- [EXCERPTED TEXT]
□ □ □ □ □ □ □

WASHINGTON — Amid the wrangling over the so-called fiscal cliff, President Obama and congressional Republicans can agree on something: They want to lower the corporate tax rate.


The U.S. has the highest overall rate of any of the world's developed economies. It took the top spot in March after Japan reduced its rate, mimicking other countries that have lowered taxes to lure new businesses and keep existing companies from leaving.


Negotiations to avert automatic income tax increases and federal spending cuts scheduled to kick in Jan. 1 could provide the impetus for U.S. policymakers to tackle an overhaul of the corporate tax code next year.





The White House wants to put a corporate tax overhaul, along with changes to the individual income tax system, on a fast track as part of any deal to avoid the "fiscal cliff."


The centerpiece of an overhaul would be slashing the 35% corporate tax rate, a goal long sought by corporate executives and lobbyists.


Quiz: How much do you know about the 'fiscal cliff'?


"In the name of global competitiveness, I think that has largely been agreed to," Jim McNerney, chief executive of Boeing Co., said about how both parties view the need for major corporate tax changes.


In February, Obama proposed lowering the federal rate to 25% for manufacturing companies and to 28% for other firms. Rep. Dave Camp (R-Mich.), chairman of the House Ways and Means Committee, has been pushing a plan to lower the rate to 25% for all corporations.


In both cases, the rate cuts would be accompanied by the elimination of some of the numerous tax breaks that allow many companies to pay a much lower effective tax rate — and sometimes to avoid paying any corporate taxes at all.


"The administration's position on this is very much in sync with what Republicans say they want, which is a lower rate and a broader base," said Jared Bernstein, a senior fellow at the Center on Budget and Policy Priorities and the former chief economist for Vice President Joe Biden.


But there still are some obstacles to a deal.


Some Democrats want to use an overhaul to increase the amount of tax revenue coming from corporations, while Republicans want to keep the amount the same. The White House and congressional Republicans also differ on how the U.S. should treat money earned abroad.

□ □ □ □ □ □ □

[Referring expression pointing data]
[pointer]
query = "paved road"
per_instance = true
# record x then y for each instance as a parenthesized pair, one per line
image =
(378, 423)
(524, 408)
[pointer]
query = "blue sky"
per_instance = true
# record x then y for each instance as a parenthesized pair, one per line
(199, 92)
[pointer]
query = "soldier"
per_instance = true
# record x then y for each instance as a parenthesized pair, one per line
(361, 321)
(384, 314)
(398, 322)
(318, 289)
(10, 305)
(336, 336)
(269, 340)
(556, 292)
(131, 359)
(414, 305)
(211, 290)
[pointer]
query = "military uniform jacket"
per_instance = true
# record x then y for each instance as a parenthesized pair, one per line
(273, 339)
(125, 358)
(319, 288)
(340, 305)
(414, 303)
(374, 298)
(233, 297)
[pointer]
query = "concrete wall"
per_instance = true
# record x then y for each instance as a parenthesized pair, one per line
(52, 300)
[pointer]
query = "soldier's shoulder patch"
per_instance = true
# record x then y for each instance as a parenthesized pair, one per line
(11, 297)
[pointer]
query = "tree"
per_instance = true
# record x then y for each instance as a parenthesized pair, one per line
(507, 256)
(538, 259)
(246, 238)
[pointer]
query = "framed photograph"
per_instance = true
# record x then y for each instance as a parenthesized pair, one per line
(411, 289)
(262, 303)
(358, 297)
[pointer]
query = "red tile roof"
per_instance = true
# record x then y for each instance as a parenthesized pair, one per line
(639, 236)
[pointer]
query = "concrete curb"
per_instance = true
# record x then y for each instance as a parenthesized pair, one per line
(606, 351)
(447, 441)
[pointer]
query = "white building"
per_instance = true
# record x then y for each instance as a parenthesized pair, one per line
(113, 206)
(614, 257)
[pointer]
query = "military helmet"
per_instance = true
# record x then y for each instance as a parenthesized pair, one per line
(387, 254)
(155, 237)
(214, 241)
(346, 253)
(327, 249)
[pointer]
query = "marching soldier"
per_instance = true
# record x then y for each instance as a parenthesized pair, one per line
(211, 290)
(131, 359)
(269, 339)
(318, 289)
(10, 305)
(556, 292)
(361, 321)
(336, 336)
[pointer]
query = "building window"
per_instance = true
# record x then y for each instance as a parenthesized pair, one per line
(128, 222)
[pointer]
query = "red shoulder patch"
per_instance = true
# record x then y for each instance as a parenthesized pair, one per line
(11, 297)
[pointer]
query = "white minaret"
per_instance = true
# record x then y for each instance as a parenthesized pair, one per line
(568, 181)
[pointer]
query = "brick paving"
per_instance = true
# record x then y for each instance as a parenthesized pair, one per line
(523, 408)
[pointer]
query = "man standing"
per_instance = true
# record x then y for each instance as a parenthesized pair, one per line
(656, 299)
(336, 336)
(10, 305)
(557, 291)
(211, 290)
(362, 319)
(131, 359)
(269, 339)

□ □ □ □ □ □ □

- [TASK]
Continue the article on lowering the U.S. corporate tax rate from where it stops. The records have no connection to the text about the corporate tax rate.

- [OUTPUT]
And the business community itself is divided. Many small companies file taxes as individuals. They're opposed to any "fiscal cliff" deal that would raise their rates while giving corporations a rate reduction.


Analysts said the obstacles could be overcome because there is consensus around the broader point that the U.S. needs to bring its corporate tax rate in line with other developed nations.


"Regardless of your political persuasion, it is unquestionably the case that the nominal U.S. corporate tax rate is much higher than that of peer countries," said Edward Kleinbard, a USC law professor and former chief of staff of Congress' Joint Committee on Taxation.


The case for corporate tax reform got a boost when the overall U.S. rate of 39.1%, which includes federal, state and local corporate taxes, became the highest this year among the 34 nations in the Organization for Economic Cooperation and Development. Two decades ago, the U.S. was 13th.


"At one time in the '80s, we had a competitive corporate tax rate," said Dorothy Coleman, vice president of tax and domestic economic policy for the National Assn. of Manufacturers. "We've fallen behind by standing still."


Quiz: The year in business


But the rate in the tax code isn't what many companies pay because of a host of deductions and tax credits. In 2011, the effective corporate tax rate in the U.S. was 29.2%, roughly in line with the 31.9% average of the six other largest developed economies, the Obama administration said.


The White House said that parity does not mean the statutory rate shouldn't be reduced. It simply means that many tax breaks should be eliminated, allowing the rate to be lowered without adding to the deficit.